▶ Page
EduNLP¶

SIF¶

EduNLP.SIF.sif.is_sif(item)[source]¶

Parameters

item –

Returns

when item can not be parsed correctly, raise Error;
when item doesn’t need to be modified, return Ture;
when item needs to be modified, return False;

Examples

>>> text = '若$x,y$满足约束条件' \
...        '$\\left\\{\\begin{array}{c}2 x+y-2 \\leq 0 \\\\ x-y-1 \\geq 0 \\\\ y+1 \\geq 0\\end{array}\\right.$，' \
...        '则$z=x+7 y$的最大值$\\SIFUnderline$'
>>> is_sif(text)
True
>>> text = '某校一个课外学习小组为研究某作物的发芽率y和温度x（单位...'
>>> is_sif(text)

▶ Dataset excerpts
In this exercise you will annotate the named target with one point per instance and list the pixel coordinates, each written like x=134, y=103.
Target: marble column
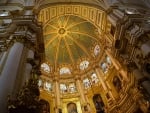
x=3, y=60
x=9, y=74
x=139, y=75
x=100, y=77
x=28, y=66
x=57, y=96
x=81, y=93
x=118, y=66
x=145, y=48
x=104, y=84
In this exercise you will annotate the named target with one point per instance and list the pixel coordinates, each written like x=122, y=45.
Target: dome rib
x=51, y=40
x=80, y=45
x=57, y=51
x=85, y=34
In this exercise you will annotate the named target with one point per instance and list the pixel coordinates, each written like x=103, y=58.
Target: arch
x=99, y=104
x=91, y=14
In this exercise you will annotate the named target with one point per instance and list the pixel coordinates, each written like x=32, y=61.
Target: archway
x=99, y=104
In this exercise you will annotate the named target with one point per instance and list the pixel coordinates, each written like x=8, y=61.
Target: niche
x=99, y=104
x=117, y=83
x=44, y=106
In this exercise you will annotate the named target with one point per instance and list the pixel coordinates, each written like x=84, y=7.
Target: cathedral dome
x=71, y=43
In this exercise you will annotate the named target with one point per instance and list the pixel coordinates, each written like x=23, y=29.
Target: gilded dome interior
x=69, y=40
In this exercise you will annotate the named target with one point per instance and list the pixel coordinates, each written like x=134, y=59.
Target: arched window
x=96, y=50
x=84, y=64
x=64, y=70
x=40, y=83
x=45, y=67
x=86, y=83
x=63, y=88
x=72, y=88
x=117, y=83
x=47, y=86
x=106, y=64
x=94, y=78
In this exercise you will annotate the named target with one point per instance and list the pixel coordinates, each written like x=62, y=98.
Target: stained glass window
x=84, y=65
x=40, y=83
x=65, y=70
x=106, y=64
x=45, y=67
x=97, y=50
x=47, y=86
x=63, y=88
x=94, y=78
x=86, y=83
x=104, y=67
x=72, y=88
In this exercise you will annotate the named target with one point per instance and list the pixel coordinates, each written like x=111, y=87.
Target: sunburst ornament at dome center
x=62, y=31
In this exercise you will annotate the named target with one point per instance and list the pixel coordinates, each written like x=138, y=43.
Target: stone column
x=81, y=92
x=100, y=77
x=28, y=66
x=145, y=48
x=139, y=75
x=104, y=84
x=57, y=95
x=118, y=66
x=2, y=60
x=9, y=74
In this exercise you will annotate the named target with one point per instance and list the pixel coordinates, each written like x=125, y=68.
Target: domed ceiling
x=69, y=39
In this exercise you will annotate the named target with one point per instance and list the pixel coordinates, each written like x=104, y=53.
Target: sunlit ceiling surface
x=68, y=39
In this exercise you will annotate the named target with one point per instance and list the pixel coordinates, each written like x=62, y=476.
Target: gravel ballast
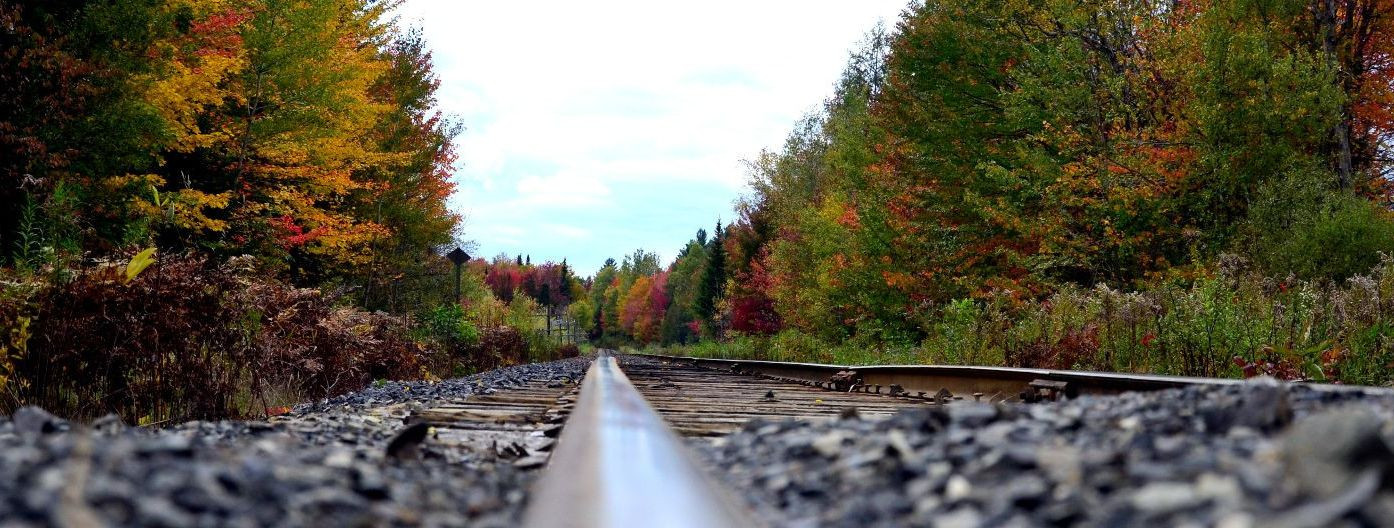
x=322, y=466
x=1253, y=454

---

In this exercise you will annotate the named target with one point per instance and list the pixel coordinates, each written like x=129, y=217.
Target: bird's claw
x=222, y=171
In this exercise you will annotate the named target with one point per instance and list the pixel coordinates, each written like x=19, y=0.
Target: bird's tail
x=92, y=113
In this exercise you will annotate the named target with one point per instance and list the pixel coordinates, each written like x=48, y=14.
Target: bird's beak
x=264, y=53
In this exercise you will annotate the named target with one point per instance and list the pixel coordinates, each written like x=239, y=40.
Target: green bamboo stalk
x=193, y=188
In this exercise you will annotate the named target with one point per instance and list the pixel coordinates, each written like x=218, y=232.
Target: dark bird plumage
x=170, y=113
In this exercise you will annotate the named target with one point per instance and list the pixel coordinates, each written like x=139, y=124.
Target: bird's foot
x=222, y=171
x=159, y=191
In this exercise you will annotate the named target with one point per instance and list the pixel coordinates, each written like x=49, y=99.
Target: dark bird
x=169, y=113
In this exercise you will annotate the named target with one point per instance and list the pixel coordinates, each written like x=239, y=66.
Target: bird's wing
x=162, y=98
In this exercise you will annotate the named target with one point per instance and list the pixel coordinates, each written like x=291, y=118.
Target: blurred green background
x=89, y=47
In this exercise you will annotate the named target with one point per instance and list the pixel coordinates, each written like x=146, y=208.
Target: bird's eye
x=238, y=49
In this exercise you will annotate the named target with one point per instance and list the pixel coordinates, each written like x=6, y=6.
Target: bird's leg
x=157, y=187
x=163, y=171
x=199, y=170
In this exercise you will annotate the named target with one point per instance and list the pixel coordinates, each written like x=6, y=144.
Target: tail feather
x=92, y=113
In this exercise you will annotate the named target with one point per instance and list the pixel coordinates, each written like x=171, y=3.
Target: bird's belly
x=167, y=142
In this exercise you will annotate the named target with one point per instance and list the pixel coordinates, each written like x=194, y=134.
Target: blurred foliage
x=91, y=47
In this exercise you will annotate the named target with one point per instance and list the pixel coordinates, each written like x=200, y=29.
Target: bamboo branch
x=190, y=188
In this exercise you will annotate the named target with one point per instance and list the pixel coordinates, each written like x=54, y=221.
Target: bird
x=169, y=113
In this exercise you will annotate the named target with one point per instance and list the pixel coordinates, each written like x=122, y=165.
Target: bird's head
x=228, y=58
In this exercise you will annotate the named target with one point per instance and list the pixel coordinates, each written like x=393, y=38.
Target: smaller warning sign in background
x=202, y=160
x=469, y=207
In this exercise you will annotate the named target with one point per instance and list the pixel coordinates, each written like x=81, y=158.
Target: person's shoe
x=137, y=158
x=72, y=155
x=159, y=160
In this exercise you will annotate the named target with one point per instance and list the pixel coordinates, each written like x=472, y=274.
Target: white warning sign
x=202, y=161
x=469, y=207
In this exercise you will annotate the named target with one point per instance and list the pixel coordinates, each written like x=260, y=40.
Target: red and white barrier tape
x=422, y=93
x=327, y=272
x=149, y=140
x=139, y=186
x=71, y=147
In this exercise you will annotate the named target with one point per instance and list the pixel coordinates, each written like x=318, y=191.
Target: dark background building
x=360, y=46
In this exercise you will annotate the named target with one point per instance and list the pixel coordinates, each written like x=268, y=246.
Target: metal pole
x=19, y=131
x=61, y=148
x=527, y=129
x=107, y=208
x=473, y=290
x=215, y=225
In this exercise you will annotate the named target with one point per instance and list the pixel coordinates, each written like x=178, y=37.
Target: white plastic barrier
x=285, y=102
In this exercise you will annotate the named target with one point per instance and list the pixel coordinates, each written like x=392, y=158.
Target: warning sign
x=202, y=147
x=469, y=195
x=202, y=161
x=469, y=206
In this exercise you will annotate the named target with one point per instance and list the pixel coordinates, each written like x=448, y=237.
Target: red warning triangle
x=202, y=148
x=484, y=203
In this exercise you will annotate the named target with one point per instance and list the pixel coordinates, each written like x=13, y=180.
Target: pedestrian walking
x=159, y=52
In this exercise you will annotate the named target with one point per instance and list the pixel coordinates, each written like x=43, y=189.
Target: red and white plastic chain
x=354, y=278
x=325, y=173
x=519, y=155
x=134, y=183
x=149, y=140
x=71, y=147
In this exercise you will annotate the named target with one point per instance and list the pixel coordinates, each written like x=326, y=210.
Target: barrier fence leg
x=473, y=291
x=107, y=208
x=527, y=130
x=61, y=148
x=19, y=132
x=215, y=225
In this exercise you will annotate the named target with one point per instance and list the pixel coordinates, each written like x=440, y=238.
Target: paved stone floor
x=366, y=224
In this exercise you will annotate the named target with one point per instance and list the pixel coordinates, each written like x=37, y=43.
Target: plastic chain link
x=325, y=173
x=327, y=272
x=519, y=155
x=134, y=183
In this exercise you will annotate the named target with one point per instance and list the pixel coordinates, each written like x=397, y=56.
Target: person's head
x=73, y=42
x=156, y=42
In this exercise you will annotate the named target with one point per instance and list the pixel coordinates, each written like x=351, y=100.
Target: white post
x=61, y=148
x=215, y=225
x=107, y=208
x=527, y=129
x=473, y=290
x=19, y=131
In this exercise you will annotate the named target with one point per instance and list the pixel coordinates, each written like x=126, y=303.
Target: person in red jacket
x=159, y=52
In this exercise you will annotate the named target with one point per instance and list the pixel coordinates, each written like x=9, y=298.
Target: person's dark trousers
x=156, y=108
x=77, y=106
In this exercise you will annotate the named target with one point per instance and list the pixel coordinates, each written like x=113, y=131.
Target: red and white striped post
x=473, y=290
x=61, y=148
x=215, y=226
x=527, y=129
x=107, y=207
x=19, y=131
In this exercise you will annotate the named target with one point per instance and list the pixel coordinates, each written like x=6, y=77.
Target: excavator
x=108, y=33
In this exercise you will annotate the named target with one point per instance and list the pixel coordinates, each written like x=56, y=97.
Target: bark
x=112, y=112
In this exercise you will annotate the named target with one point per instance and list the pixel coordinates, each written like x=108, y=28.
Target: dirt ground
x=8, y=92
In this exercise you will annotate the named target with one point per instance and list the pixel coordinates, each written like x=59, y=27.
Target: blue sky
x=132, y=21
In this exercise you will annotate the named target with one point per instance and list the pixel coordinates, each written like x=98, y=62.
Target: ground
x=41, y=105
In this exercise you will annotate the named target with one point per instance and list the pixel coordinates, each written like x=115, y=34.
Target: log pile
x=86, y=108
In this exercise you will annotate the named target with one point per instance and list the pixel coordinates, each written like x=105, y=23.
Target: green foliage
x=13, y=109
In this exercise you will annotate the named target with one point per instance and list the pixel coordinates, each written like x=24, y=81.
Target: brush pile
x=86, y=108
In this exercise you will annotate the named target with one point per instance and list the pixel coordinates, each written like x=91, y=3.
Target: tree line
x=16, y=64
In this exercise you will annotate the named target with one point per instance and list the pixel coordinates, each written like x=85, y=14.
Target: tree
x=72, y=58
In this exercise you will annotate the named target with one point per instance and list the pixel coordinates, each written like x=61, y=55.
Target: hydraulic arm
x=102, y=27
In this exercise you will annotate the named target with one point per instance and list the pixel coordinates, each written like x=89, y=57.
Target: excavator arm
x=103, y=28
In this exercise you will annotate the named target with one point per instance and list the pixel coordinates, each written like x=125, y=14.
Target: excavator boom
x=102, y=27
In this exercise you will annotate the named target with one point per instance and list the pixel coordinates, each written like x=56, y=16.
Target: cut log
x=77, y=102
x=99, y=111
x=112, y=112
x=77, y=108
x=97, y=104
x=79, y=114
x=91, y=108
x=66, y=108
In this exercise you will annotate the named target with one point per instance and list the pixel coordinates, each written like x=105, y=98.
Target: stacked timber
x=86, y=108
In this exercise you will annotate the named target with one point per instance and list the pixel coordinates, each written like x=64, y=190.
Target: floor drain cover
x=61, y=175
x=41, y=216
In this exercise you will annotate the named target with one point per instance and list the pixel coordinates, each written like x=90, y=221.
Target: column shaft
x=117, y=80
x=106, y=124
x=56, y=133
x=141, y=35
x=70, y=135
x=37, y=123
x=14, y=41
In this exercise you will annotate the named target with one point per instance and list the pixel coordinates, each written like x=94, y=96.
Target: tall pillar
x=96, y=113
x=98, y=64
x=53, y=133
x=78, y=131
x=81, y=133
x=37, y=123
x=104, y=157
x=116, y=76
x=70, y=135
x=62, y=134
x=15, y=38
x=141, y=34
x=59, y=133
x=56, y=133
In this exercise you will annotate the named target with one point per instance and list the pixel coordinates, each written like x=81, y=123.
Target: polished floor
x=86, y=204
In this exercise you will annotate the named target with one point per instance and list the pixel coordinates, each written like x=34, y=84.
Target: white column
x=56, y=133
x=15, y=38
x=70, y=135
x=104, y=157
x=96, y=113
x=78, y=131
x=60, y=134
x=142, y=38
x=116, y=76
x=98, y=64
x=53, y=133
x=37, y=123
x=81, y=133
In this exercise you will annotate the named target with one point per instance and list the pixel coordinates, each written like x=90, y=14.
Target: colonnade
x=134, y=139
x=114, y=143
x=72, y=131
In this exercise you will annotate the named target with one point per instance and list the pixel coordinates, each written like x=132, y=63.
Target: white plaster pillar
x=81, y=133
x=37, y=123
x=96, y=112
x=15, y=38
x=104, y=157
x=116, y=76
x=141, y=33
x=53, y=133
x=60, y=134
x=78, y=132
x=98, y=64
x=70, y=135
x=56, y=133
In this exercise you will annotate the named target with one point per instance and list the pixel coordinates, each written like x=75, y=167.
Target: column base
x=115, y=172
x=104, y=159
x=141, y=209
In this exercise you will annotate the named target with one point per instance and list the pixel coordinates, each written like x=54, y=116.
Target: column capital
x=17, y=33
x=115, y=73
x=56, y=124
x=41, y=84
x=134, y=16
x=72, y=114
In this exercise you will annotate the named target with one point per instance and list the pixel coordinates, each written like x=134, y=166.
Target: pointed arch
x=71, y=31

...

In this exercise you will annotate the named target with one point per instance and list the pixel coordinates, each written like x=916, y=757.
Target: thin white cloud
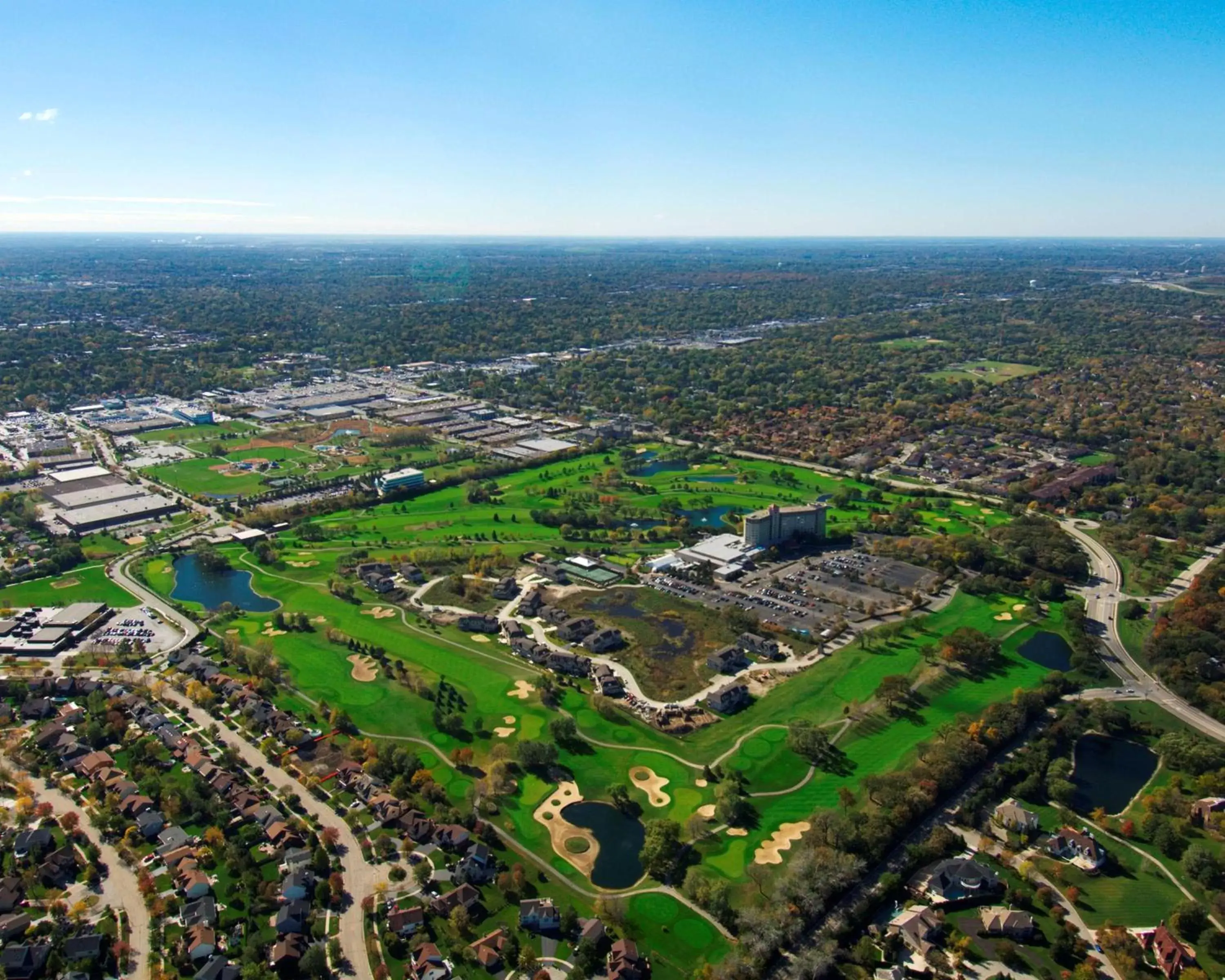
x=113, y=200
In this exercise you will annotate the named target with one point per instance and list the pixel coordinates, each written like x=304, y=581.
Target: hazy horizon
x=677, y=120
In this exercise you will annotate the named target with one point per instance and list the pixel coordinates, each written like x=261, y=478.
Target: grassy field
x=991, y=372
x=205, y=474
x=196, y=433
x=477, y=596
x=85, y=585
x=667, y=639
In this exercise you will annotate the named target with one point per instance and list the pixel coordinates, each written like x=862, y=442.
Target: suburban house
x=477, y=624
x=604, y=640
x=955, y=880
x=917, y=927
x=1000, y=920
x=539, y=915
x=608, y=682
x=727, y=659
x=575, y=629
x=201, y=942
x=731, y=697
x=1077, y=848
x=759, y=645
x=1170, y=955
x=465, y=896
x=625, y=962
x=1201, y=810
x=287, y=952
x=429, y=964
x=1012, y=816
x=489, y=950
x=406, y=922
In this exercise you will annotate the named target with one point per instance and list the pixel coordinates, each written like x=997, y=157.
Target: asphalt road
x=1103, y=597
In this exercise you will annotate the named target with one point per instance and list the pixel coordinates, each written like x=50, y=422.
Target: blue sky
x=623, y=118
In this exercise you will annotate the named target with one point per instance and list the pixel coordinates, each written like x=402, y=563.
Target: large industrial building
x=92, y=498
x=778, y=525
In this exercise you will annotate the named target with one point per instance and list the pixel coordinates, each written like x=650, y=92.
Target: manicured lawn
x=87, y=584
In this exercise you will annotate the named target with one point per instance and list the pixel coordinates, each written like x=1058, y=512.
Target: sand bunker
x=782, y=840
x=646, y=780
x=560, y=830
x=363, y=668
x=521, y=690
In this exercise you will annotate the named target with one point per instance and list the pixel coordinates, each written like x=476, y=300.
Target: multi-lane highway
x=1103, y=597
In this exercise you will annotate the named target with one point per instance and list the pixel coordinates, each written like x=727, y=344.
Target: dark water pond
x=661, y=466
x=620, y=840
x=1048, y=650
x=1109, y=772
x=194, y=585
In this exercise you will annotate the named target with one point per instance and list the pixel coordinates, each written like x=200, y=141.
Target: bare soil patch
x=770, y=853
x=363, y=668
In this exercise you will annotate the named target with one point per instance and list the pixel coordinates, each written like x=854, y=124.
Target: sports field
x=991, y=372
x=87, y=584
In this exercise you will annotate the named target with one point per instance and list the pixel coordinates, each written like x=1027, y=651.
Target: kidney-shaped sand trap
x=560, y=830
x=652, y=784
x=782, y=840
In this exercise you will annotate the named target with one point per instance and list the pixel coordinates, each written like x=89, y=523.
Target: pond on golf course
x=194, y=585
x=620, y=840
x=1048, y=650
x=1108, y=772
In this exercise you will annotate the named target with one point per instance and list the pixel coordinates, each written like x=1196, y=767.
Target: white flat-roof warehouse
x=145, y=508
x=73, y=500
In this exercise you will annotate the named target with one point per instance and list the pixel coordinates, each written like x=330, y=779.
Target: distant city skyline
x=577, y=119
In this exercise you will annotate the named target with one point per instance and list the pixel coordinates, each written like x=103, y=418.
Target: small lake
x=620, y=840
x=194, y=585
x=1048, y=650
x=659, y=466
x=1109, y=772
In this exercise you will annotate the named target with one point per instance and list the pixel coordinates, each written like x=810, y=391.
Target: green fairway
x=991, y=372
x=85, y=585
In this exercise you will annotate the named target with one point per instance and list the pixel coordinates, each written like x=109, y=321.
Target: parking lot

▶ Required work
According to the EduNLP page, what happens when is_sif receives an item that cannot be parsed correctly? The data shown after the EduNLP page is separate material that has no connection to it.

▶ Response
It raises an Error.